= Task instructions =
Copy each of the rows below verbatim, from first to last, and leave the pictures out.

= Supplied material =
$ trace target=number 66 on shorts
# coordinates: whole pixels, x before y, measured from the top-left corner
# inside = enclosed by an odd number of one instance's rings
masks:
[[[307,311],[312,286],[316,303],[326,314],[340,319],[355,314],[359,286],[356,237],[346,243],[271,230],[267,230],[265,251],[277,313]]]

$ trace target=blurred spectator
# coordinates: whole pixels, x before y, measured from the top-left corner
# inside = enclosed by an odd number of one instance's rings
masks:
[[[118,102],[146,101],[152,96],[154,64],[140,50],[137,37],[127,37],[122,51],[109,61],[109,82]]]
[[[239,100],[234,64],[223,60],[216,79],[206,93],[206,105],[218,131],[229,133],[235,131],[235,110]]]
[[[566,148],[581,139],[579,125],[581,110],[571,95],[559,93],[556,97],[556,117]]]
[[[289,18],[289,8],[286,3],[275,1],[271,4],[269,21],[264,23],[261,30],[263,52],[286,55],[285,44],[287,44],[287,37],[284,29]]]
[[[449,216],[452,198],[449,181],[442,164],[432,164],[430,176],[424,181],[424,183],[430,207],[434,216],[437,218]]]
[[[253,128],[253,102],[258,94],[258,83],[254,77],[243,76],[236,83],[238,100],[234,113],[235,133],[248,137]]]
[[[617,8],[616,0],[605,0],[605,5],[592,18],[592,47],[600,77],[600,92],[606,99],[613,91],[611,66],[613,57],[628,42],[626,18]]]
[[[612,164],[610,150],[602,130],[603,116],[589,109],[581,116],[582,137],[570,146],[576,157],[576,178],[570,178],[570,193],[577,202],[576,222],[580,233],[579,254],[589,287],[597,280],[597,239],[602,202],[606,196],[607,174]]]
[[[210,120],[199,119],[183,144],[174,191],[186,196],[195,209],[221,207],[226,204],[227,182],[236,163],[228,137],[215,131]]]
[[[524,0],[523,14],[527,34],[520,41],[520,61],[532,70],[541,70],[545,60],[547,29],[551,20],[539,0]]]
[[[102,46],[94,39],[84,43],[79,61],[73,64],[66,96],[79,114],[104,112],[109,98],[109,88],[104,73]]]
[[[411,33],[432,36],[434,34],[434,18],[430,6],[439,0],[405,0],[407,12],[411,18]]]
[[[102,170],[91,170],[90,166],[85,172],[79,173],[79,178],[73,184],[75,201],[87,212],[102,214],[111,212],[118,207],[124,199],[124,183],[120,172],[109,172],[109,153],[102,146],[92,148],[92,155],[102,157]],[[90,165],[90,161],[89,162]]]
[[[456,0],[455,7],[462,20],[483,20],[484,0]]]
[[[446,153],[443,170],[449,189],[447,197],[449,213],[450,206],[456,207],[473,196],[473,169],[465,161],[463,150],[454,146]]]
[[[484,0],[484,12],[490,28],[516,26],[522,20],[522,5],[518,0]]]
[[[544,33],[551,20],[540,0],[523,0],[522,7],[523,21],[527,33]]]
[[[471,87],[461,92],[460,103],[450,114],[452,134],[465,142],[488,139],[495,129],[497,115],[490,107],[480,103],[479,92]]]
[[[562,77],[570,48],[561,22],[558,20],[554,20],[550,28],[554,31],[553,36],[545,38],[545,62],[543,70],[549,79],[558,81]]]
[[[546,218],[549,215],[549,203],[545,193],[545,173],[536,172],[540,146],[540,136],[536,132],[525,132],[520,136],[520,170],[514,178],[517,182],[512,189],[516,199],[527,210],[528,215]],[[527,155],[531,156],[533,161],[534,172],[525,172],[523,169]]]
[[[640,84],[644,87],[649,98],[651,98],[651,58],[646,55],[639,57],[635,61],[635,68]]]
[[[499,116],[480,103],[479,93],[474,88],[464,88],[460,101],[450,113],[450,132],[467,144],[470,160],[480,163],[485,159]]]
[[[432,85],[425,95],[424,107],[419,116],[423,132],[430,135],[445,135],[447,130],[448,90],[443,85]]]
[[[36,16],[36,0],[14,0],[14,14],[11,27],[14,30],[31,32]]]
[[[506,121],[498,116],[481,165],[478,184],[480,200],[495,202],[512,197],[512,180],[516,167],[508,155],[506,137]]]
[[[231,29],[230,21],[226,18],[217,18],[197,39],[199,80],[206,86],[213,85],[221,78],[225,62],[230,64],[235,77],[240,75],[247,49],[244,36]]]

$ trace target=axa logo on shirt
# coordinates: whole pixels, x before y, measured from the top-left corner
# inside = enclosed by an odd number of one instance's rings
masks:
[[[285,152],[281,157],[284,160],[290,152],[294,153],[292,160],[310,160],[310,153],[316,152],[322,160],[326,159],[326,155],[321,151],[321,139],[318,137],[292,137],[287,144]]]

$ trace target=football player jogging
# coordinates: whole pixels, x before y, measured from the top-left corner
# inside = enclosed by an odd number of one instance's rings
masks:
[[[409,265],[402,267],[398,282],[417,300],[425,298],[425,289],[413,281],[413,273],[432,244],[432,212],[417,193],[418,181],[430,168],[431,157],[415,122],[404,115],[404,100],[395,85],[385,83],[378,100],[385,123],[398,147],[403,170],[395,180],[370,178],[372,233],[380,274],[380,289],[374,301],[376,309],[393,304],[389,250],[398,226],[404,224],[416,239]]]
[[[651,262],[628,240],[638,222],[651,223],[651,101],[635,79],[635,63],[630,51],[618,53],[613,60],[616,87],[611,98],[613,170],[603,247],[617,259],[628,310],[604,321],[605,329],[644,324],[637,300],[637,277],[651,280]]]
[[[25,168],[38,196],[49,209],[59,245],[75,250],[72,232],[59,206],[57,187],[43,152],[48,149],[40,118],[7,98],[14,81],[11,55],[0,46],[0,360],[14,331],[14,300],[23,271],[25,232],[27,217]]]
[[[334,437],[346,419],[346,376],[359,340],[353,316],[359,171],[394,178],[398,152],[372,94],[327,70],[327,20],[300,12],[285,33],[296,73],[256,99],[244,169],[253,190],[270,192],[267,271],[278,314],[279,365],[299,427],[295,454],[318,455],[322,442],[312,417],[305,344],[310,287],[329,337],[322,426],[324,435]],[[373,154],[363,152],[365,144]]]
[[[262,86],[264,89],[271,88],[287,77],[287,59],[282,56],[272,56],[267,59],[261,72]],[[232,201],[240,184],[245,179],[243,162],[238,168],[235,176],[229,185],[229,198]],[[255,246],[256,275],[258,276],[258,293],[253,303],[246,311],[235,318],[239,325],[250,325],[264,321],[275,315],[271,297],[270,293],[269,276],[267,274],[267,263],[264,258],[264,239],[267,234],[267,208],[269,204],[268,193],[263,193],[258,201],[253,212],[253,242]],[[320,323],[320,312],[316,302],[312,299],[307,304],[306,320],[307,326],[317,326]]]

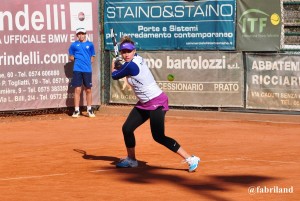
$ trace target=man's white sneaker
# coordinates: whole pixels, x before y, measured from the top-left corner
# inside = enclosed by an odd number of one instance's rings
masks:
[[[131,168],[131,167],[137,167],[138,166],[138,162],[137,160],[133,160],[129,157],[126,157],[125,159],[121,159],[116,167],[119,167],[119,168]]]
[[[200,158],[197,156],[191,156],[185,159],[184,162],[189,164],[189,172],[193,172],[197,169]]]
[[[79,112],[79,111],[77,111],[77,110],[75,110],[75,111],[73,112],[73,114],[72,114],[72,117],[74,117],[74,118],[78,118],[78,117],[79,117],[79,115],[80,115],[80,112]]]
[[[91,110],[88,110],[87,111],[89,117],[96,117],[96,115],[94,114],[94,111],[91,109]]]

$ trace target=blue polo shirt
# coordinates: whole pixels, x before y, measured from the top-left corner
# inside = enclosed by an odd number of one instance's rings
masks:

= The solution =
$ trace target=number 66 on shorts
# coordinates: whole pixels, x before y, measured from the top-left corner
# inside = enclosed by an odd number of one instance's rings
masks:
[[[307,311],[312,286],[316,303],[326,314],[340,319],[355,314],[359,286],[356,237],[346,243],[271,230],[267,230],[265,251],[277,313]]]

$ trace target=blurred spectator
# coordinates: whole pixels, x before y, measured from the top-left corner
# inside = enclosed by an odd number of one instance's rings
masks:
[[[118,102],[146,101],[152,96],[154,64],[140,50],[137,37],[127,37],[122,51],[109,61],[109,82]]]
[[[239,100],[234,64],[223,60],[216,79],[206,93],[206,105],[218,131],[229,133],[235,131],[235,110]]]
[[[566,148],[581,139],[579,125],[581,110],[571,95],[559,93],[556,97],[556,117]]]
[[[289,18],[289,8],[286,3],[275,1],[271,4],[269,21],[264,23],[261,30],[263,52],[286,55],[285,44],[287,44],[287,37],[284,29]]]
[[[449,216],[452,198],[449,181],[442,164],[432,164],[430,176],[424,181],[424,183],[430,207],[434,216],[437,218]]]
[[[253,128],[253,102],[258,94],[258,83],[254,77],[243,76],[236,83],[238,100],[234,113],[235,133],[248,137]]]
[[[617,8],[616,0],[605,0],[605,5],[592,18],[592,47],[600,77],[600,92],[606,99],[613,91],[611,66],[613,57],[628,42],[626,18]]]
[[[612,164],[610,150],[602,130],[603,116],[589,109],[581,116],[582,137],[570,146],[576,157],[576,178],[570,178],[570,193],[577,202],[576,222],[580,233],[579,254],[589,287],[597,280],[597,239],[602,202],[606,196],[607,174]]]
[[[210,120],[199,119],[183,144],[174,191],[186,196],[195,209],[221,207],[226,204],[227,182],[236,163],[228,137],[215,131]]]
[[[524,0],[523,14],[527,34],[520,41],[520,61],[532,70],[541,70],[545,60],[547,29],[551,20],[539,0]]]
[[[102,46],[94,39],[84,43],[79,61],[73,64],[66,96],[79,114],[104,112],[109,98],[109,88],[104,73]]]
[[[411,33],[432,36],[434,34],[434,18],[430,6],[439,0],[405,0],[407,12],[411,18]]]
[[[102,170],[91,170],[90,166],[85,172],[79,173],[79,178],[73,184],[75,201],[87,212],[102,214],[111,212],[118,207],[124,199],[124,183],[120,172],[109,172],[109,153],[102,146],[92,148],[92,155],[102,157]],[[90,165],[90,161],[89,162]]]
[[[456,0],[455,7],[462,20],[483,20],[484,0]]]
[[[446,153],[443,170],[449,189],[447,197],[449,213],[450,206],[456,207],[473,196],[473,169],[465,161],[463,150],[454,146]]]
[[[484,0],[484,12],[490,28],[516,26],[522,20],[522,5],[518,0]]]
[[[544,33],[551,20],[540,0],[523,0],[522,7],[523,21],[527,33]]]
[[[471,87],[461,92],[460,103],[450,114],[452,134],[465,142],[488,139],[495,129],[497,115],[490,107],[480,103],[479,92]]]
[[[562,77],[570,48],[561,22],[558,20],[554,20],[550,28],[554,31],[553,36],[545,38],[545,62],[543,70],[549,79],[558,81]]]
[[[546,218],[549,215],[549,203],[545,193],[545,173],[536,172],[540,146],[540,136],[536,132],[525,132],[520,136],[520,170],[514,178],[517,182],[512,189],[516,199],[527,210],[528,215]],[[527,155],[531,156],[533,161],[534,172],[525,172],[523,169]]]
[[[640,84],[644,87],[649,98],[651,98],[651,58],[646,55],[639,57],[635,61],[635,68]]]
[[[499,116],[480,103],[479,93],[474,88],[464,88],[460,101],[450,113],[450,132],[467,144],[470,160],[480,163],[485,159]]]
[[[432,85],[425,95],[424,107],[419,116],[423,132],[430,135],[445,135],[447,130],[448,90],[443,85]]]
[[[36,16],[36,0],[14,0],[14,14],[11,27],[14,30],[31,32]]]
[[[506,121],[498,116],[481,165],[478,184],[480,200],[495,202],[512,197],[512,180],[516,167],[508,155],[506,137]]]
[[[231,29],[230,21],[226,18],[217,18],[197,39],[199,80],[206,86],[213,85],[221,78],[225,62],[230,64],[235,77],[240,75],[247,49],[244,36]]]

$ trace target=axa logo on shirt
# coordinates: whole pixels, x before y, measured from the top-left corner
# inside = enclosed by an odd number of one instance's rings
masks:
[[[285,152],[281,157],[284,160],[290,152],[294,153],[292,160],[310,160],[310,153],[316,152],[322,160],[326,159],[326,155],[321,151],[321,139],[318,137],[292,137],[287,144]]]

$ trace target=football player jogging
# coordinates: whole pixels, x before y, measured from the top-left corner
# inside = enclosed by an odd number of one instance's rings
masks:
[[[409,265],[402,267],[398,282],[417,300],[425,298],[425,289],[413,281],[413,273],[432,244],[432,212],[417,193],[418,181],[430,168],[431,157],[415,122],[404,115],[404,100],[395,85],[385,83],[378,100],[385,123],[398,147],[403,170],[395,180],[370,178],[372,233],[380,274],[380,289],[374,301],[376,309],[393,304],[389,250],[398,226],[404,224],[416,239]]]
[[[651,262],[628,240],[638,222],[651,223],[651,101],[635,79],[635,63],[630,51],[618,53],[613,60],[616,87],[611,98],[613,170],[603,247],[617,259],[628,310],[604,321],[605,329],[644,324],[637,300],[637,277],[651,280]]]
[[[25,168],[38,196],[49,209],[59,245],[75,250],[72,232],[59,206],[57,187],[43,152],[48,149],[40,118],[7,98],[14,81],[11,55],[0,46],[0,360],[14,331],[14,300],[23,271],[25,232],[27,217]]]
[[[334,437],[346,419],[346,376],[359,340],[353,316],[359,171],[394,178],[398,152],[372,94],[327,70],[327,20],[300,12],[285,33],[296,73],[256,99],[244,169],[253,190],[270,192],[267,271],[278,314],[279,365],[299,427],[295,454],[318,455],[322,442],[312,417],[305,344],[310,287],[329,337],[322,426],[324,435]],[[373,154],[363,152],[365,144]]]
[[[262,86],[264,89],[271,88],[287,77],[287,59],[282,56],[272,56],[267,59],[261,72]],[[232,201],[240,184],[245,179],[243,162],[238,168],[235,176],[229,185],[229,198]],[[255,246],[256,275],[258,276],[258,293],[253,303],[246,311],[235,318],[239,325],[250,325],[264,321],[275,315],[271,297],[270,293],[269,276],[267,274],[267,263],[264,258],[264,239],[267,234],[267,208],[269,204],[268,193],[263,193],[258,201],[253,212],[253,242]],[[320,323],[320,312],[316,302],[312,299],[307,304],[306,320],[307,326],[317,326]]]

$ trace target=man's white sneaker
# coordinates: whole pixels, x before y, measured from the top-left corner
# inside = enclosed by an odd number of one instance's rings
masks:
[[[131,168],[131,167],[137,167],[138,166],[138,162],[137,160],[133,160],[129,157],[126,157],[125,159],[121,159],[116,167],[119,167],[119,168]]]
[[[200,158],[197,156],[191,156],[185,159],[184,162],[189,164],[189,172],[193,172],[197,169]]]
[[[79,112],[79,111],[77,111],[77,110],[75,110],[75,111],[73,112],[73,114],[72,114],[72,117],[74,117],[74,118],[78,118],[78,117],[79,117],[79,115],[80,115],[80,112]]]
[[[91,110],[88,110],[87,111],[89,117],[96,117],[96,115],[94,114],[94,111],[91,109]]]

$ trace target=blue polo shirt
# coordinates: whole pixels, x before y, measured from the top-left corner
# inside = enclosed by an odd number of one instance's rings
masks:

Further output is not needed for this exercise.